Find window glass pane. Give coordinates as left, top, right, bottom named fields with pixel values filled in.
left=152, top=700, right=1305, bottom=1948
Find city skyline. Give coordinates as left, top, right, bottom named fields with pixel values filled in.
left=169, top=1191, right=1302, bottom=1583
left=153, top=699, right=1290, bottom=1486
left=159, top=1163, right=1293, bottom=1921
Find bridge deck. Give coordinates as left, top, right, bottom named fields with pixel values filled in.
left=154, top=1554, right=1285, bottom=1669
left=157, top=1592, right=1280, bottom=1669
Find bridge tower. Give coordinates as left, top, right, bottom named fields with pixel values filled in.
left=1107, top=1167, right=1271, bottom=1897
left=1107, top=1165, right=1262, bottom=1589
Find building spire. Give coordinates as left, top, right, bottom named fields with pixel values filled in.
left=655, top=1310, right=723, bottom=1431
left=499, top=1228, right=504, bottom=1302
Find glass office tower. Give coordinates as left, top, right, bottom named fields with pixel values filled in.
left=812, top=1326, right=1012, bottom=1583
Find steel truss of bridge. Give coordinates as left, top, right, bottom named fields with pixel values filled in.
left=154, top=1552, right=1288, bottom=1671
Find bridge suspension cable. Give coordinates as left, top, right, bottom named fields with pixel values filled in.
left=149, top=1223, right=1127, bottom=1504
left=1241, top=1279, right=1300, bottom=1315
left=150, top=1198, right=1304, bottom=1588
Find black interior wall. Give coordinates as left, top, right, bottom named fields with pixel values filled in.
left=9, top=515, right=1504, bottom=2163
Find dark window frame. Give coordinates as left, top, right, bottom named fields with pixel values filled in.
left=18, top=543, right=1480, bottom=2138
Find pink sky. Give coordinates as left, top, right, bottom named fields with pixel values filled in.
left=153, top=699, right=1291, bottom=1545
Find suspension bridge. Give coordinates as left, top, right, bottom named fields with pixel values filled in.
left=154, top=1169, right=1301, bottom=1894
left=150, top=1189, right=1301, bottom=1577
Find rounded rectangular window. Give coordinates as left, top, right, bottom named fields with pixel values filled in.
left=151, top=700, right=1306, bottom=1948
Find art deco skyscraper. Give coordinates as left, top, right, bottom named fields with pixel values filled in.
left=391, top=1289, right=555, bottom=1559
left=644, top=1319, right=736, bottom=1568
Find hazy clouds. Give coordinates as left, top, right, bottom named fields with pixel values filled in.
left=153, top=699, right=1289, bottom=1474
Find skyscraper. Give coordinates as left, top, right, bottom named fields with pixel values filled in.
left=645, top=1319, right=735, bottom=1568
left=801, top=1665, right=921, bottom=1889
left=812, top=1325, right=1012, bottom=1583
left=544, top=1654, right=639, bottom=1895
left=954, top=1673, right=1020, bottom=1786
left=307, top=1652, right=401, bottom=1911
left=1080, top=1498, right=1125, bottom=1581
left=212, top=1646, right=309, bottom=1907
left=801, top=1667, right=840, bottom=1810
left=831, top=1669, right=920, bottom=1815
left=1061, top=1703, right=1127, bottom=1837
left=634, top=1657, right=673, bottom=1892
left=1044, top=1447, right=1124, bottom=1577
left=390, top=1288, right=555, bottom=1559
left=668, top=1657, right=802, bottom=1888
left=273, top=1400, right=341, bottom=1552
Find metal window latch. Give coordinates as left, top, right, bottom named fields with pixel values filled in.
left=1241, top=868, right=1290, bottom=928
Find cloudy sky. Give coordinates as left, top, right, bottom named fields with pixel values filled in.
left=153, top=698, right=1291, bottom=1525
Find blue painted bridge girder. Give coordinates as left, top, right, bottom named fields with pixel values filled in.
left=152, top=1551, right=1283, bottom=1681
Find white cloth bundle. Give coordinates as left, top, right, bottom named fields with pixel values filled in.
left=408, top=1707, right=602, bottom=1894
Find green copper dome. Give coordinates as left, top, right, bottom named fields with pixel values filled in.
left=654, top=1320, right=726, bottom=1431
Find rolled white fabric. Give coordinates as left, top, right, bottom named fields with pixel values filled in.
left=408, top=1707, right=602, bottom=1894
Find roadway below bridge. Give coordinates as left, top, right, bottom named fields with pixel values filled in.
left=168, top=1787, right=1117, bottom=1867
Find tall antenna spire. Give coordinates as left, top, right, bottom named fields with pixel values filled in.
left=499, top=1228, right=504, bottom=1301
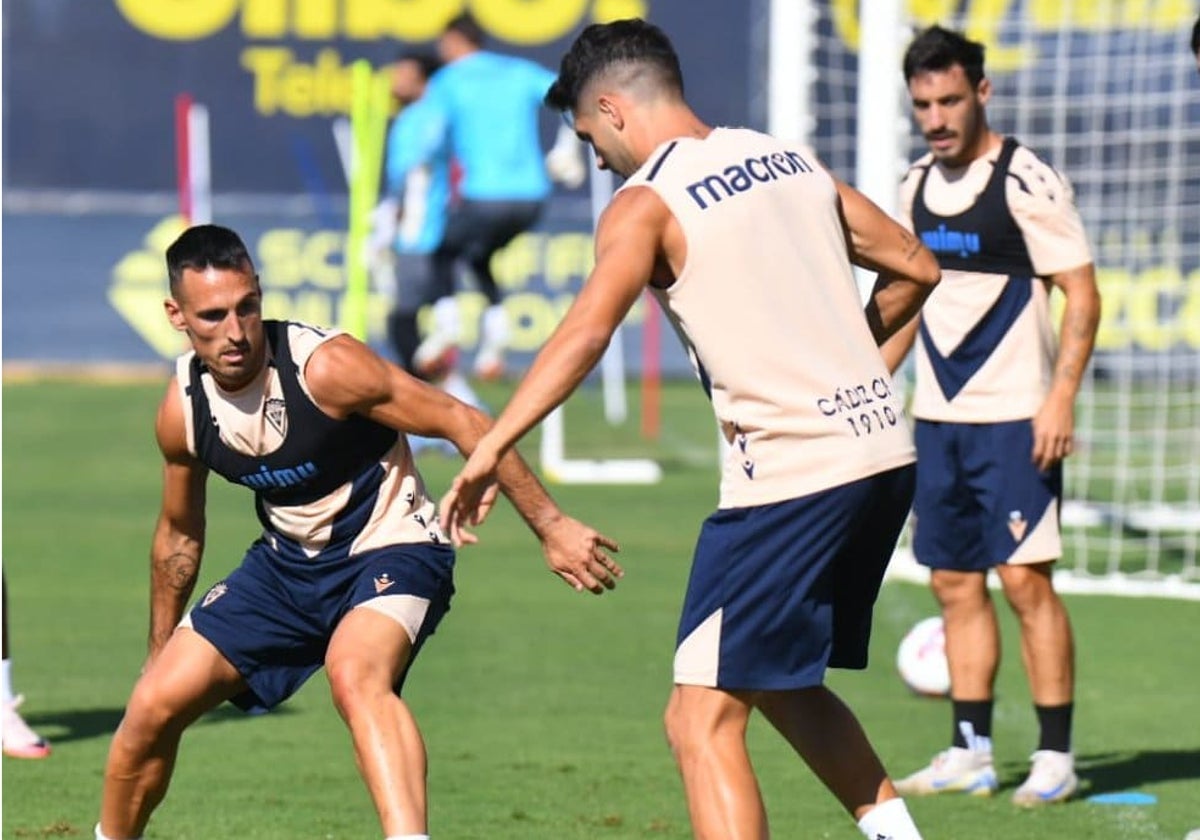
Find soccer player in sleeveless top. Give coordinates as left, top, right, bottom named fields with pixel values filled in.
left=439, top=19, right=943, bottom=840
left=883, top=26, right=1101, bottom=806
left=95, top=224, right=622, bottom=840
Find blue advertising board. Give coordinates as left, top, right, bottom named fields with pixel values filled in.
left=1, top=0, right=753, bottom=370
left=3, top=1, right=1198, bottom=369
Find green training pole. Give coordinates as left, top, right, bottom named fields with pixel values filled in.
left=343, top=60, right=390, bottom=339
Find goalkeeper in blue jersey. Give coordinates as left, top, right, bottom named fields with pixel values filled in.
left=397, top=13, right=585, bottom=381
left=376, top=51, right=451, bottom=378
left=373, top=50, right=491, bottom=448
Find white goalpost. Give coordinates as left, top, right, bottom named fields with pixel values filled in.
left=537, top=152, right=663, bottom=485
left=775, top=0, right=1200, bottom=599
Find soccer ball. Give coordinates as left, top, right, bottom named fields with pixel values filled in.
left=896, top=616, right=950, bottom=697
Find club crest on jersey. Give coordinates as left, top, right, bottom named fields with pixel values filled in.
left=201, top=582, right=228, bottom=608
left=264, top=397, right=287, bottom=437
left=374, top=573, right=396, bottom=594
left=1007, top=510, right=1028, bottom=542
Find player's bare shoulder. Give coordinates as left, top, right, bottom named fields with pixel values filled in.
left=1006, top=144, right=1076, bottom=207
left=303, top=331, right=391, bottom=419
left=898, top=151, right=935, bottom=209
left=155, top=374, right=194, bottom=464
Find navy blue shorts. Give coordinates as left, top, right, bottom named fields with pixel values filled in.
left=912, top=419, right=1062, bottom=571
left=674, top=464, right=915, bottom=691
left=186, top=539, right=455, bottom=712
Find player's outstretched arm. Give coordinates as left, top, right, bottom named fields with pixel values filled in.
left=440, top=186, right=666, bottom=538
left=148, top=380, right=209, bottom=668
left=305, top=336, right=622, bottom=592
left=832, top=178, right=941, bottom=349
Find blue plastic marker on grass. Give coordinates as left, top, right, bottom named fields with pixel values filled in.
left=1087, top=792, right=1158, bottom=805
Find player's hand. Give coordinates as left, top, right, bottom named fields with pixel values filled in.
left=538, top=514, right=622, bottom=594
left=438, top=446, right=502, bottom=547
left=1031, top=392, right=1075, bottom=471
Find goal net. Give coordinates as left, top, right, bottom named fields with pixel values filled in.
left=788, top=1, right=1200, bottom=598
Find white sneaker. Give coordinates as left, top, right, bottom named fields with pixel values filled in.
left=412, top=332, right=459, bottom=380
left=472, top=344, right=506, bottom=381
left=473, top=304, right=509, bottom=381
left=3, top=695, right=51, bottom=759
left=893, top=747, right=997, bottom=796
left=1011, top=750, right=1077, bottom=806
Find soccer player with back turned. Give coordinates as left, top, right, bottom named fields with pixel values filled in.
left=439, top=19, right=944, bottom=840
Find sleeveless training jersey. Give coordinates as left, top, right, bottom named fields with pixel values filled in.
left=176, top=321, right=443, bottom=560
left=898, top=137, right=1092, bottom=422
left=619, top=127, right=915, bottom=508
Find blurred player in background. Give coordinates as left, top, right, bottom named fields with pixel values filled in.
left=398, top=12, right=586, bottom=382
left=439, top=19, right=942, bottom=840
left=884, top=25, right=1100, bottom=806
left=95, top=224, right=620, bottom=840
left=1191, top=14, right=1199, bottom=72
left=372, top=49, right=486, bottom=451
left=375, top=50, right=449, bottom=378
left=2, top=576, right=51, bottom=759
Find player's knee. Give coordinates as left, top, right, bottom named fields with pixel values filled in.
left=998, top=563, right=1058, bottom=613
left=121, top=681, right=186, bottom=744
left=663, top=698, right=696, bottom=761
left=663, top=688, right=742, bottom=760
left=930, top=569, right=988, bottom=609
left=325, top=656, right=389, bottom=719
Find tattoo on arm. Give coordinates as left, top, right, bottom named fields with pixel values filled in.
left=1054, top=301, right=1100, bottom=387
left=160, top=551, right=200, bottom=590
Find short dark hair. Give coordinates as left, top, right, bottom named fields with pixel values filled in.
left=545, top=18, right=684, bottom=113
left=393, top=49, right=442, bottom=81
left=166, top=224, right=255, bottom=295
left=443, top=12, right=485, bottom=47
left=903, top=24, right=986, bottom=87
left=1191, top=14, right=1199, bottom=57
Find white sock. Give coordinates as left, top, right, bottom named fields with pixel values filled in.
left=384, top=835, right=429, bottom=840
left=479, top=303, right=509, bottom=350
left=856, top=797, right=922, bottom=840
left=95, top=823, right=141, bottom=840
left=440, top=370, right=485, bottom=411
left=1, top=659, right=14, bottom=704
left=431, top=296, right=461, bottom=341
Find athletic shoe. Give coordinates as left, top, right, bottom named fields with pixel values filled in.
left=3, top=696, right=51, bottom=759
left=472, top=345, right=506, bottom=382
left=893, top=747, right=997, bottom=797
left=1011, top=750, right=1077, bottom=806
left=413, top=334, right=458, bottom=380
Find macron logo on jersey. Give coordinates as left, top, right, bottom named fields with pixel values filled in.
left=685, top=149, right=815, bottom=210
left=920, top=223, right=981, bottom=258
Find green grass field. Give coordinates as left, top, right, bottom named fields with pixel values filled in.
left=3, top=379, right=1198, bottom=839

### Instructions to follow
The response must consist solely of the lines from the one with "Find athletic shoe." through the end of the listing above, copied exactly; please include the first and the last.

### Solved problem
Find athletic shoe. Give coordinates as left, top, right, bottom named fields with pixel values filled in.
left=3, top=696, right=51, bottom=759
left=472, top=345, right=506, bottom=382
left=893, top=747, right=997, bottom=797
left=1011, top=750, right=1077, bottom=806
left=413, top=334, right=458, bottom=380
Find macron logo on jersey. Give coordinates as left, top, right, bottom named fields with pixel values filled in.
left=685, top=149, right=815, bottom=210
left=920, top=223, right=981, bottom=258
Find green grass field. Give coordinates as left, top, right, bottom named fields with pixel values filled in.
left=3, top=379, right=1198, bottom=839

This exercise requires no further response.